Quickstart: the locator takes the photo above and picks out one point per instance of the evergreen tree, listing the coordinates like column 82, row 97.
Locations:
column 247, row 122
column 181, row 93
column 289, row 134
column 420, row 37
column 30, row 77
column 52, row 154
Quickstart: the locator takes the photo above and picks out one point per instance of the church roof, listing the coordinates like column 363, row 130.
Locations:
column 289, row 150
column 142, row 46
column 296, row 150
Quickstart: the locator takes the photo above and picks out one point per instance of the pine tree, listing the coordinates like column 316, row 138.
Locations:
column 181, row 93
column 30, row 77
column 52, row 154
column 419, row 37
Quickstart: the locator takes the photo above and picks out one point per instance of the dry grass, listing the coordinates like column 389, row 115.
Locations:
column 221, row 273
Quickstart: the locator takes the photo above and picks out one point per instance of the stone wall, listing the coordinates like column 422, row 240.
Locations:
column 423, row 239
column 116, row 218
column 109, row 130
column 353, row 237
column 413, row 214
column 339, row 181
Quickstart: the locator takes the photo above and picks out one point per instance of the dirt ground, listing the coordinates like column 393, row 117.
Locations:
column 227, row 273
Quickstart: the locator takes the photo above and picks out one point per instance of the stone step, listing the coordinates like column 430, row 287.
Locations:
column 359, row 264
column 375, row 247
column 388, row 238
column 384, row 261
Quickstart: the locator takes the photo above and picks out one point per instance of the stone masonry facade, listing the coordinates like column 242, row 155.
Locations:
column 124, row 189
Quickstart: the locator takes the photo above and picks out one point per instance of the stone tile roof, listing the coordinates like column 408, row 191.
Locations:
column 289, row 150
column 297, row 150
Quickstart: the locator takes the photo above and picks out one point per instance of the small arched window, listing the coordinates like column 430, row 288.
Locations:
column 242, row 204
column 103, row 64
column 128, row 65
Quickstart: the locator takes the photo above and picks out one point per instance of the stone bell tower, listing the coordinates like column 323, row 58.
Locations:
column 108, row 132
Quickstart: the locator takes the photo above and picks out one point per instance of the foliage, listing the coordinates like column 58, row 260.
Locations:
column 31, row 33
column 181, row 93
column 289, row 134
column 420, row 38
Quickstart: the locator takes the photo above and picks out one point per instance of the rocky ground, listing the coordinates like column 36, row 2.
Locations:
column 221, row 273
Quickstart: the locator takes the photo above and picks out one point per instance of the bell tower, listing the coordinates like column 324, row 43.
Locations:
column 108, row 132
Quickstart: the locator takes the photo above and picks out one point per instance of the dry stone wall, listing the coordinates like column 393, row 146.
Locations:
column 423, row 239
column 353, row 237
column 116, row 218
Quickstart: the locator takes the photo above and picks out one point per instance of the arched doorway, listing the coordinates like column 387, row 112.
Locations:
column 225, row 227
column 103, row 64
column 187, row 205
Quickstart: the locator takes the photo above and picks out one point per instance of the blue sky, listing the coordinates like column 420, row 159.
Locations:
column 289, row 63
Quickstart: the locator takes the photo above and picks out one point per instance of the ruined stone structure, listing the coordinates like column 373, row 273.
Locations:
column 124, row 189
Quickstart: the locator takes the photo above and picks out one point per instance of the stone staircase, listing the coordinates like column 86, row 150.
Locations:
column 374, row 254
++++++
From the material above, set down exactly the lines starting at the one with "column 36, row 2." and ending at the one with "393, row 146.", end lines included.

Quickstart: the locator takes the photo above and picks out one point per instance of the rocky ground, listing the coordinates like column 36, row 2.
Locations:
column 221, row 273
Quickstart: the locator takes the photo above and picks out one point per instance of the bell tower, listing the coordinates like column 324, row 43.
Locations:
column 108, row 132
Quickstart: the locator takes the photo above and picks out one point per instance of the dry stone wall, listing the coordinates like column 393, row 146.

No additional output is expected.